◆ TEXT ◆
***
Are you considering whether to sell or rent your home? It's a big decision, and there are pros and cons to each option. In this video, Andrew Canavan will explore the advantages and disadvantages of selling vs. renting your home, so you can make an informed decision. We'll discuss factors like cash flow, property management, tax implications, and more. Whether you're a homeowner looking to make a move, or an investor seeking to maximize your returns, this video will provide valuable insights to help you weigh your options. Don't miss out on this important discussion!
As a realtor, I work with a lot of people who are currently renting and are considering purchasing their first home. It's extremely rewarding to be handed the keys to a property that's yours when you've been renting your entire life, and it's one of my favorite parts of my job.
Yet, every day I talk to people who are currently renting and they're financially capable of purchasing a home. Yet for whatever reason they choose to continue renting. In this video, I'm going to be going over why purchasing a home is one of the best financial decisions that you can make for yourself, your family, and your financial future. Hi, my name is Andrew Canavan with Whissel Realty Group here in San Diego.
There are various reasons why current renters could choose to not purchase a home when they're financially capable of doing so. At the end of the day, if you cannot afford the monthly payments of a mortgage, then you absolutely should not be purchasing a home. Yet every day I run into people who are currently renting and are financially capable of making that leap from renting to home ownership, yet choose not to do so for various reasons.
A recent study done in 2023 from the Federal Reserve shows that a homeowner's net worth is over 40 times more than a renter's. The average renter's net worth in the US is roughly $6,300 versus the average net worth of a homeowner around 255,000. That is a huge difference. So, why do people continue to rent when they're capable of purchasing a home? Well, at first, renting can seem like the easier option, with no upfront costs, more flexibility to move and when you compare it directly side by side with buying a home, at first, renting can seem cheaper. However, if you're staying in the home for at least a couple years, then it's extremely obvious why home ownership is the best financial decision.
***
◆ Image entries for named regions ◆
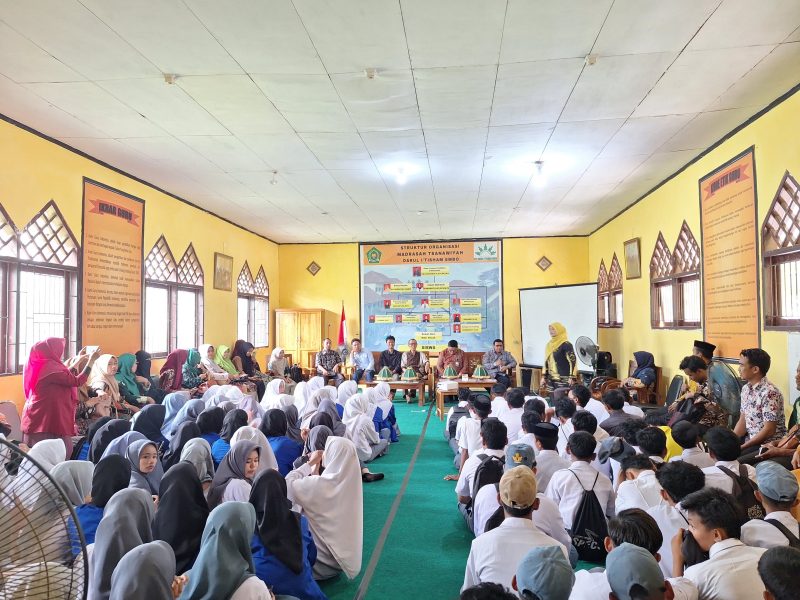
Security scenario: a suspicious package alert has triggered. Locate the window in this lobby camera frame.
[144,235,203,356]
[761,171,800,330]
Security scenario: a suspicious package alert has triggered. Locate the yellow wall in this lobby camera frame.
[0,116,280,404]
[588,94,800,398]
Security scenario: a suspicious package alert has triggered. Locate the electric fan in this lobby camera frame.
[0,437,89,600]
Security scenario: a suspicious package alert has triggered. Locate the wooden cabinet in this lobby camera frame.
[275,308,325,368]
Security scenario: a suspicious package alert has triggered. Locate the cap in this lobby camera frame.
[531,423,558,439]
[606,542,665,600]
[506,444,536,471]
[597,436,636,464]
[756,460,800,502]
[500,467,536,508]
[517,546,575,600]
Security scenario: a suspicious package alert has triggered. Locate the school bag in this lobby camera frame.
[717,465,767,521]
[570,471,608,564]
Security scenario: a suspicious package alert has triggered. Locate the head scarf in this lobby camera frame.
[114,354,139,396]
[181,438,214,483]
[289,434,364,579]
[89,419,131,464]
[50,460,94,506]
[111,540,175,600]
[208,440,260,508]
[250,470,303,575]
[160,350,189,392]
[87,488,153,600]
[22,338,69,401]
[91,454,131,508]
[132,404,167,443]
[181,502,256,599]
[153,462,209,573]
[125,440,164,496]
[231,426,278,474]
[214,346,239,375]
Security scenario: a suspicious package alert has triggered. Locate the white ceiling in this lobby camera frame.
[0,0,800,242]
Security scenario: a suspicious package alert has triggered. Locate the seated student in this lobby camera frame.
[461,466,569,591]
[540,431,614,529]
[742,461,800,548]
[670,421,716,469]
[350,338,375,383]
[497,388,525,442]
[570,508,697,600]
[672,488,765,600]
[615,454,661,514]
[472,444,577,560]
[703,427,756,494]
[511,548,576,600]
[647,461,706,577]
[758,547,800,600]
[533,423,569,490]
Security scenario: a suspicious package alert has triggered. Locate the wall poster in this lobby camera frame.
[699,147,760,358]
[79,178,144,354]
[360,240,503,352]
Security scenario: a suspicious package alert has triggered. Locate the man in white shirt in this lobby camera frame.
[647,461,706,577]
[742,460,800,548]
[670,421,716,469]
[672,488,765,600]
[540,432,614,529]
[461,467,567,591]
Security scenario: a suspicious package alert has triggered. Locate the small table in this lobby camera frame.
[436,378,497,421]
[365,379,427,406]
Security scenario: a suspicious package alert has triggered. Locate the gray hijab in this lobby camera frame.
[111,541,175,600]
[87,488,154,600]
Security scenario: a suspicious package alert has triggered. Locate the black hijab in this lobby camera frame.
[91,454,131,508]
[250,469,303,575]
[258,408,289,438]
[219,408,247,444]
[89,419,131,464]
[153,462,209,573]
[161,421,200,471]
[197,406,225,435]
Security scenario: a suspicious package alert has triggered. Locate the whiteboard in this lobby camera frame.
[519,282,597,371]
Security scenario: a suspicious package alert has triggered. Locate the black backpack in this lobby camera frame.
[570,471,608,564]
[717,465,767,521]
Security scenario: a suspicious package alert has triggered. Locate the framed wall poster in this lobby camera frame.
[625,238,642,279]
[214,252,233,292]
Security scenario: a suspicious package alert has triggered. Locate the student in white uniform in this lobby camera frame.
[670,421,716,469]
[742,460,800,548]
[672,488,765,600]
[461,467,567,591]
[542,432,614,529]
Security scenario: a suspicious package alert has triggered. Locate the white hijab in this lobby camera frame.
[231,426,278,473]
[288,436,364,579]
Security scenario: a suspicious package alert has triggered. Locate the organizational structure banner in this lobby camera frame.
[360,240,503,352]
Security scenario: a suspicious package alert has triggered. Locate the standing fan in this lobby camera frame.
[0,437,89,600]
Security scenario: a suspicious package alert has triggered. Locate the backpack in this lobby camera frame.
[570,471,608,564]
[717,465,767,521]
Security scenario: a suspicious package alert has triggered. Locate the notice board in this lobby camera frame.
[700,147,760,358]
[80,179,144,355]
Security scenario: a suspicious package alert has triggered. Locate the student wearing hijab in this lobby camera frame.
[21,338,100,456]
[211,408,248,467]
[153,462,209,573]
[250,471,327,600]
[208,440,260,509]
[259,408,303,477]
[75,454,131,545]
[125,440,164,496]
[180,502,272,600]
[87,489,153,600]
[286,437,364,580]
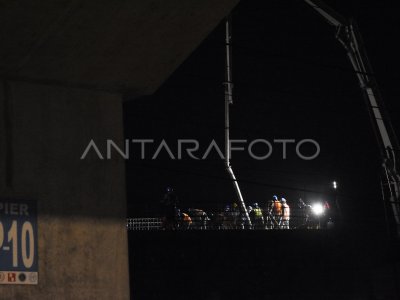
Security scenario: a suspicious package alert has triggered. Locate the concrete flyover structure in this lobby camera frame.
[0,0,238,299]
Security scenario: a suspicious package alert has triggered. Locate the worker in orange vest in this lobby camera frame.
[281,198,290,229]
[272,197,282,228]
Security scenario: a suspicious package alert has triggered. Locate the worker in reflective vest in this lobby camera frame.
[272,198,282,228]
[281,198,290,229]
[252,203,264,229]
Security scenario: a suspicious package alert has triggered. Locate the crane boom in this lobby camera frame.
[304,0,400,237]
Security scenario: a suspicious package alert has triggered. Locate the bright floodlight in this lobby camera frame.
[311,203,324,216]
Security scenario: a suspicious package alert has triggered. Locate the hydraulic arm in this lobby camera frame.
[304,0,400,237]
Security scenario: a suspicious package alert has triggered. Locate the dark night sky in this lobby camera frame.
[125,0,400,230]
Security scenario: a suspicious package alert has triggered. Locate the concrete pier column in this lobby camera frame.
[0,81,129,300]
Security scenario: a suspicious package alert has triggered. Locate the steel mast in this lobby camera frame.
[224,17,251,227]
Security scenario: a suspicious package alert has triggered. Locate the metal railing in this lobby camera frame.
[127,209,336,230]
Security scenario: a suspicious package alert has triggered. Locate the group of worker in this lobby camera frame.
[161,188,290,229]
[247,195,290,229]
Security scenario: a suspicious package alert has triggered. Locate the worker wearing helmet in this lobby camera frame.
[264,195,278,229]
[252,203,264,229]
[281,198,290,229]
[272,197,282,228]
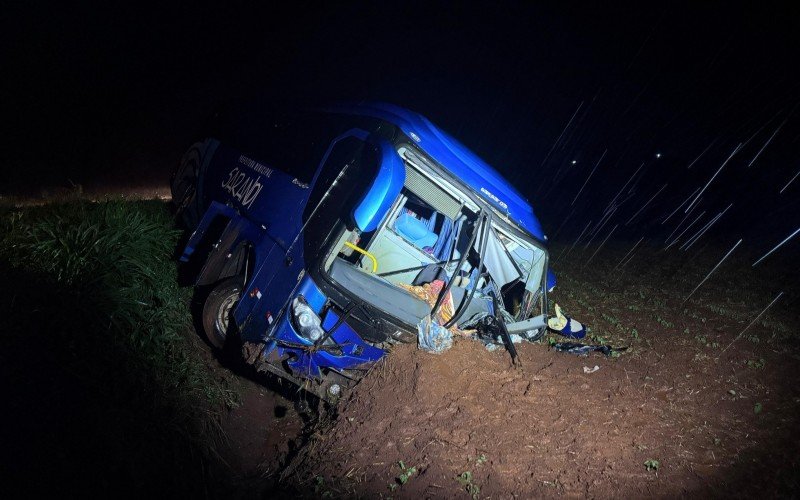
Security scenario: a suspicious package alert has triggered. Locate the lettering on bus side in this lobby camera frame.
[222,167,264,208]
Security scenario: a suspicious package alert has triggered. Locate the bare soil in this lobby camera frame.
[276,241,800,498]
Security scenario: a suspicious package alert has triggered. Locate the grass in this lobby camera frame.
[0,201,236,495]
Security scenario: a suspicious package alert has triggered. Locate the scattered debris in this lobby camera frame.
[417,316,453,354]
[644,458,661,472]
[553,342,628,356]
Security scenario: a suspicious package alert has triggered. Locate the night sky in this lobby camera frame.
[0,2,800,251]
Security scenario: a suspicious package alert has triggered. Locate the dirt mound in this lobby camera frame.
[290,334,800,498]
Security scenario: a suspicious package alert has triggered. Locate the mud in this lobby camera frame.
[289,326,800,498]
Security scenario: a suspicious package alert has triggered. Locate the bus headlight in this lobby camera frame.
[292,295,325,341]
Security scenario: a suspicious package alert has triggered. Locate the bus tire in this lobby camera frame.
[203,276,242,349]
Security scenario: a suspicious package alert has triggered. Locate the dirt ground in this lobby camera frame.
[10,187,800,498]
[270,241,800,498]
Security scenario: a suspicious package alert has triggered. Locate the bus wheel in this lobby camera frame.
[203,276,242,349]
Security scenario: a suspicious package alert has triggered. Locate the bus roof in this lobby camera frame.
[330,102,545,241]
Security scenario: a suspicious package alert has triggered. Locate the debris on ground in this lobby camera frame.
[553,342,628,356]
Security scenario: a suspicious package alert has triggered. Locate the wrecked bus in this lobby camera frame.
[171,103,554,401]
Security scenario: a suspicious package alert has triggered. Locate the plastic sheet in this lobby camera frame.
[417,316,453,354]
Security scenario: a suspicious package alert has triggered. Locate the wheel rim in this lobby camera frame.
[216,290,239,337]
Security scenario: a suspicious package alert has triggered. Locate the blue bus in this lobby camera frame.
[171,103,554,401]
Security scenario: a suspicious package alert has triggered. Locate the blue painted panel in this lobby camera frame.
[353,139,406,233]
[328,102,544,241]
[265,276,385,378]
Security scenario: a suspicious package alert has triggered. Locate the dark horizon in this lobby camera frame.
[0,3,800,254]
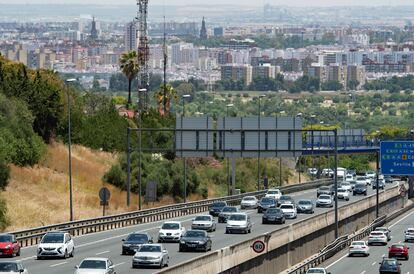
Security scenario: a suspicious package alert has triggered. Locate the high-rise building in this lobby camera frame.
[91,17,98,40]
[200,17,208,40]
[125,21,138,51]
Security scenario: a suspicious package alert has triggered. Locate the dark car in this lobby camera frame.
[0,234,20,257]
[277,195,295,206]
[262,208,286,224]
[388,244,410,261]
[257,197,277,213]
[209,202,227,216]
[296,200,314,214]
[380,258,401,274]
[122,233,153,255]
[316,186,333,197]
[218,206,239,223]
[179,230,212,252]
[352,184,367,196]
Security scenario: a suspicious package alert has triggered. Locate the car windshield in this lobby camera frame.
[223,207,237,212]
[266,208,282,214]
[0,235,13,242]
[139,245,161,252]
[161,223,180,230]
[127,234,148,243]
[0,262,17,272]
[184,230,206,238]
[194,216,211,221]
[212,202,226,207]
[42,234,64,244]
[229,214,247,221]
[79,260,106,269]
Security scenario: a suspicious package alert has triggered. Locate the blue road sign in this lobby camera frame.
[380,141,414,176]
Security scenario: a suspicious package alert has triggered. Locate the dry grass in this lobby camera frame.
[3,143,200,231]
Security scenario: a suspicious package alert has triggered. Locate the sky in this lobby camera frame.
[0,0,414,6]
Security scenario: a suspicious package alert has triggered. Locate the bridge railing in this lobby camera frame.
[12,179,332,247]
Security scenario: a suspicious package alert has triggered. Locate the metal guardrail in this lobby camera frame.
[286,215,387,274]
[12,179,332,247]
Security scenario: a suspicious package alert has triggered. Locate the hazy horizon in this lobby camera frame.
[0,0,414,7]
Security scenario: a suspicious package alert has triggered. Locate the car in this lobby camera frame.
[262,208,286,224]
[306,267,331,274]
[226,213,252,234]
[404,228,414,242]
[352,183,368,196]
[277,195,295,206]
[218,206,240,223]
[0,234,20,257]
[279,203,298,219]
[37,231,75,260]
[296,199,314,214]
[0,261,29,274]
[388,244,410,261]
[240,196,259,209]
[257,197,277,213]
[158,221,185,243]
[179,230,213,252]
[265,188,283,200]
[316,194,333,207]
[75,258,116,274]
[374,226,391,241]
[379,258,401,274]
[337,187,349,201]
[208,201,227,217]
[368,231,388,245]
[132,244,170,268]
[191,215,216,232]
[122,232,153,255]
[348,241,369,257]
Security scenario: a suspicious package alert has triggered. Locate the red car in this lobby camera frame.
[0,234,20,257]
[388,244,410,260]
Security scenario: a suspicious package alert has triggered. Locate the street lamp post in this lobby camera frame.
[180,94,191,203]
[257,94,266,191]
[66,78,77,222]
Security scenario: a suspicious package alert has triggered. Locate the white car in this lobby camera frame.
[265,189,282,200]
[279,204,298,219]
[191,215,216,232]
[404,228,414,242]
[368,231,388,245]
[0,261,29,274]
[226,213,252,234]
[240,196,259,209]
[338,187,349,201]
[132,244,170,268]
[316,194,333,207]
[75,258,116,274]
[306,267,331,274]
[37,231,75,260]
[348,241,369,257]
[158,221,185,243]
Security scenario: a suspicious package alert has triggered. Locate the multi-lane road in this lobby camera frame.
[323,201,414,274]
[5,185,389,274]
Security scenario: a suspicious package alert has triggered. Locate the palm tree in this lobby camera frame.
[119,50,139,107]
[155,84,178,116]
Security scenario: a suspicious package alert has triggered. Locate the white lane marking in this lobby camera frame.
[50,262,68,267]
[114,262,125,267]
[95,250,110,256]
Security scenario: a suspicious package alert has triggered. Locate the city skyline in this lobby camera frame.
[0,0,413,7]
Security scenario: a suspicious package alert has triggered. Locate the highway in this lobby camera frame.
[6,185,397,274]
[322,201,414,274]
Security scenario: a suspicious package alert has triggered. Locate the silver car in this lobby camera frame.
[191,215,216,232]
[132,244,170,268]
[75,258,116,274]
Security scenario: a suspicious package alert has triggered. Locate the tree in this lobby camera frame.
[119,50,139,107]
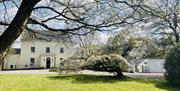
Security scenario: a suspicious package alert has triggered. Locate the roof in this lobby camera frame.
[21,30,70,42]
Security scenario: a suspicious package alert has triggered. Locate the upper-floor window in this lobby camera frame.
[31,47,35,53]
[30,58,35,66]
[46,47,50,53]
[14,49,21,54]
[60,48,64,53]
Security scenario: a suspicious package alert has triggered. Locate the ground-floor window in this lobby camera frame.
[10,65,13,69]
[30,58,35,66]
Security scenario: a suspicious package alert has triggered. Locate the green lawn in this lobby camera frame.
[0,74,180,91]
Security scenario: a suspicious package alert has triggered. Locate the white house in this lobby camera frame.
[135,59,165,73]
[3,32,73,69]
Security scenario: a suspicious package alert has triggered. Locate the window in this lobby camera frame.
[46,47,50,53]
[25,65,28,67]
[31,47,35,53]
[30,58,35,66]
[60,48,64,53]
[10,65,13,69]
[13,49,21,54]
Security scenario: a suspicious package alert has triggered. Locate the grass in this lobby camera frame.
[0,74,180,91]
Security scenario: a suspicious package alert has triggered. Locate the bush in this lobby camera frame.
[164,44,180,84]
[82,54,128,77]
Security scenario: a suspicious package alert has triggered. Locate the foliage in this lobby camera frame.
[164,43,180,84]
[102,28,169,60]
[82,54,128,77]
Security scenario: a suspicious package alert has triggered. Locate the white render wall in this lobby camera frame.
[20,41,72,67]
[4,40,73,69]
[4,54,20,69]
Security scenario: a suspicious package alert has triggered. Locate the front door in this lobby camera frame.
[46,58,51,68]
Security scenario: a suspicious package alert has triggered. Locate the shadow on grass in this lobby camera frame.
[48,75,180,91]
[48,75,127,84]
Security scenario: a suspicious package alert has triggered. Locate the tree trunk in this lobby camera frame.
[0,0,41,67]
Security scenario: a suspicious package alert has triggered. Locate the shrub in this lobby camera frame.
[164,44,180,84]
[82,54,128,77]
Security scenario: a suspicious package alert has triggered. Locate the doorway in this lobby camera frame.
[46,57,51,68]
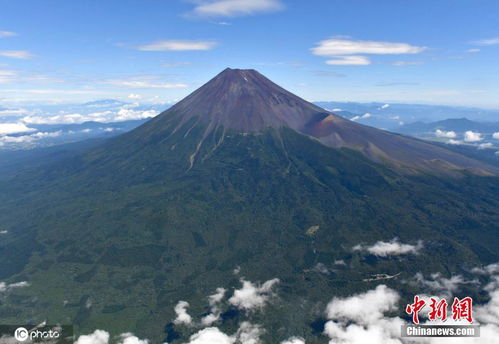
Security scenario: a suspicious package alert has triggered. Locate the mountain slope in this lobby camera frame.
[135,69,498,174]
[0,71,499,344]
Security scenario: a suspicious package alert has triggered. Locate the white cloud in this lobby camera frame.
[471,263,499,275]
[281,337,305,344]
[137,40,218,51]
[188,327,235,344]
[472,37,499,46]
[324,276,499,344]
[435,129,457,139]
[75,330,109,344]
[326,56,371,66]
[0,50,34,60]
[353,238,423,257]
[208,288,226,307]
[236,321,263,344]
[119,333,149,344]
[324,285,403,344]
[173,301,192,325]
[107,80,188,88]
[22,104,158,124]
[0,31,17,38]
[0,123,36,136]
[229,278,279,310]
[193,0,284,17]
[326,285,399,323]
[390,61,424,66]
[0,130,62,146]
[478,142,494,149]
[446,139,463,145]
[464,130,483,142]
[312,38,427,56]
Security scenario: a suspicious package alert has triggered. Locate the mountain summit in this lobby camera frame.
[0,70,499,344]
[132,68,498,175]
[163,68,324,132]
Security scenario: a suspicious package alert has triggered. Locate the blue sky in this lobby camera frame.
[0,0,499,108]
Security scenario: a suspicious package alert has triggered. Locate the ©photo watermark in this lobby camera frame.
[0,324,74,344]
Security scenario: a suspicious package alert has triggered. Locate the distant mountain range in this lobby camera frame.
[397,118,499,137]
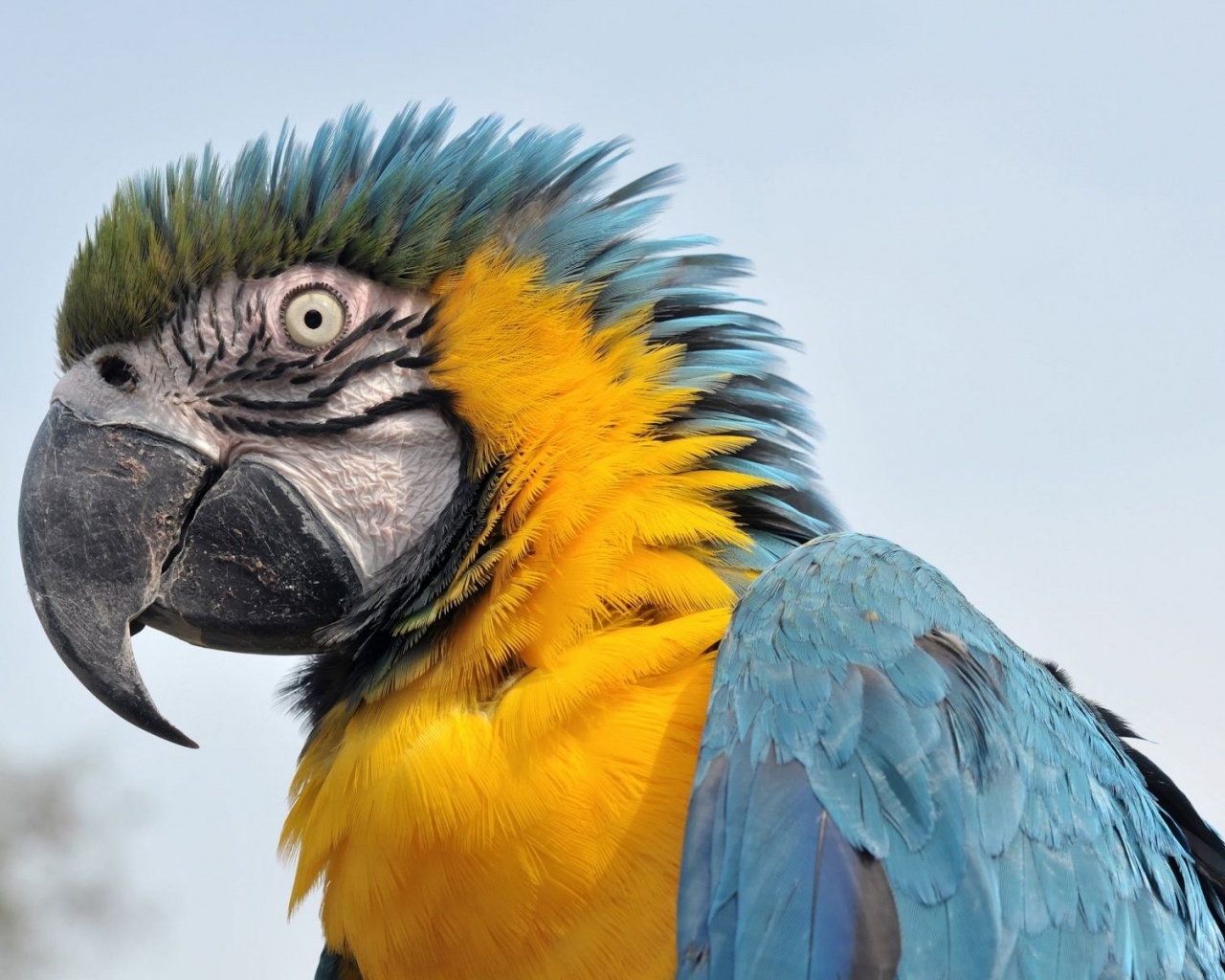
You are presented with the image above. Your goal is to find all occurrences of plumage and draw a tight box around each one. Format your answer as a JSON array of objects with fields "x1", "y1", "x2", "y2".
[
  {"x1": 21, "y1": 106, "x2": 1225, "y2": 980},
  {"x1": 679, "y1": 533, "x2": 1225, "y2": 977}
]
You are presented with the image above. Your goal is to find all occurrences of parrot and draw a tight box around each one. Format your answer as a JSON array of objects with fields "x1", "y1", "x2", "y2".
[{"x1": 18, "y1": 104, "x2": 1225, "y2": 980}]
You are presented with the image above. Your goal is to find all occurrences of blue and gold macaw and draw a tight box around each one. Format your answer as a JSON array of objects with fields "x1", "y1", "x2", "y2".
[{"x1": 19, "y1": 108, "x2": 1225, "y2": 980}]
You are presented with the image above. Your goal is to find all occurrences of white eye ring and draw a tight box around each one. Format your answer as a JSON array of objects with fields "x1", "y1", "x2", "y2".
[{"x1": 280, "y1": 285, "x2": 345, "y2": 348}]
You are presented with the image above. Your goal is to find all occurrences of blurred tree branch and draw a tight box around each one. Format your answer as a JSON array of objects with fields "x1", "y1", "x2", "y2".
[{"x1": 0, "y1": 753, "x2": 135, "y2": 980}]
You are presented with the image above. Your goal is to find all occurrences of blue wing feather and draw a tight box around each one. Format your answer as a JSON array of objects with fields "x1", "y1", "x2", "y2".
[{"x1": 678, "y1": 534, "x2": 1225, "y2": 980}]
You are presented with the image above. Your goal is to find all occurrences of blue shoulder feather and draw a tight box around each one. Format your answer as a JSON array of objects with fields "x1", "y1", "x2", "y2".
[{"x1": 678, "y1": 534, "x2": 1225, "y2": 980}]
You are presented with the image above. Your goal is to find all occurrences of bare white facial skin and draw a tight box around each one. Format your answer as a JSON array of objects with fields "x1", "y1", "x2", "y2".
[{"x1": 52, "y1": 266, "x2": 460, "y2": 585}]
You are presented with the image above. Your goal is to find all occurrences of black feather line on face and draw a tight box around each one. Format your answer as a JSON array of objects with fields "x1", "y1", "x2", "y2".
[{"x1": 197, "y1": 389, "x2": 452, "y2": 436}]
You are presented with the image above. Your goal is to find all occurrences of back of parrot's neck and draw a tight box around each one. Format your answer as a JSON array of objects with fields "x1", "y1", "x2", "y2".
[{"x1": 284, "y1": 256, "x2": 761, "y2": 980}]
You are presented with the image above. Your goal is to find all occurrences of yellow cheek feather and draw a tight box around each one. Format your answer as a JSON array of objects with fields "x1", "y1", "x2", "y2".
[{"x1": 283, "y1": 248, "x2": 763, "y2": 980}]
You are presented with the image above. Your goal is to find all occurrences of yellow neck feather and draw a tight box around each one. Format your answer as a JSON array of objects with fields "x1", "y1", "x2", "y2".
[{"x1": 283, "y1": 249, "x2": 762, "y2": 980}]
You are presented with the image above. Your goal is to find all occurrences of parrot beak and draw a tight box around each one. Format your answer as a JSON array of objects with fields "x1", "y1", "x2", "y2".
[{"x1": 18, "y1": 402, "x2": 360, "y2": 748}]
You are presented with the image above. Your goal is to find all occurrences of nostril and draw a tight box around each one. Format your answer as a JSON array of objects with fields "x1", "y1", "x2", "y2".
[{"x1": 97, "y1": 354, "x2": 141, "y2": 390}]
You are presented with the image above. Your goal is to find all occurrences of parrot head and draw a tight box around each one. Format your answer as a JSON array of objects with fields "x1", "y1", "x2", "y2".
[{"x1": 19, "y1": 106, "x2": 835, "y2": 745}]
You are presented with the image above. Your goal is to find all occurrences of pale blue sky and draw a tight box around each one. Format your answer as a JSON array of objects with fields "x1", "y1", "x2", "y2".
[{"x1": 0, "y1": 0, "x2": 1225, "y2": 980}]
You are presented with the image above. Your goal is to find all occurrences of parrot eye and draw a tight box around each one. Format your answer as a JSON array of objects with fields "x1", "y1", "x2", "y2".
***
◆ INSTRUCTION 1 ◆
Answer these questions from the text about renting and buying a home:
(a) With which realty group and in which city does Andrew Canavan work?
(b) What is the average renter's net worth in the US, according to the 2023 Federal Reserve study?
(c) Who does the speaker say absolutely should not be purchasing a home?
◆ INSTRUCTION 2 ◆
Summarize the text about renting and buying a home in two sentences.

◆ TASK OUTPUT 1 ◆
(a) Whissel Realty Group, in San Diego.
(b) Roughly $6,300.
(c) Anyone who cannot afford the monthly payments of a mortgage.

◆ TASK OUTPUT 2 ◆
Andrew Canavan, a realtor with Whissel Realty Group in San Diego, argues that buying a home is one of the best financial decisions a person can make, yet many renters who can afford to buy choose to keep renting. He cites a 2023 Federal Reserve study showing homeowners' net worth to be over 40 times that of renters, and he says renting only seems easier and cheaper at first, while ownership is clearly better for anyone staying at least a couple of years.